* _BRIEF_
Copy the records below word for word, leaving out the pictures.

A data block
○ ○ ○

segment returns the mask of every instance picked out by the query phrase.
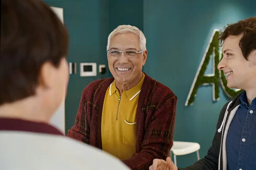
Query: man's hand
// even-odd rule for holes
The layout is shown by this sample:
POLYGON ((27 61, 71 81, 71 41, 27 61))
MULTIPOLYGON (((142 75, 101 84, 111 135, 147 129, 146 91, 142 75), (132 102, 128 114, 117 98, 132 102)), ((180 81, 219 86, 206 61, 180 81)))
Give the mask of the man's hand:
POLYGON ((163 160, 154 159, 152 165, 150 166, 150 170, 178 170, 169 157, 166 161, 163 160))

○ ○ ○

* _TASK RESULT_
segment returns the mask of every instance picked out by the query phrase.
Query: man's hand
// even-odd rule for holes
The layout is shown by this sample:
POLYGON ((27 61, 71 81, 71 41, 27 61))
MULTIPOLYGON (((142 75, 101 84, 111 135, 147 129, 146 91, 142 75), (132 102, 128 114, 117 98, 132 102)), ((180 81, 219 86, 206 61, 180 81)))
Give the mask of the man's hand:
POLYGON ((163 160, 154 159, 152 165, 150 166, 150 170, 178 170, 169 157, 166 161, 163 160))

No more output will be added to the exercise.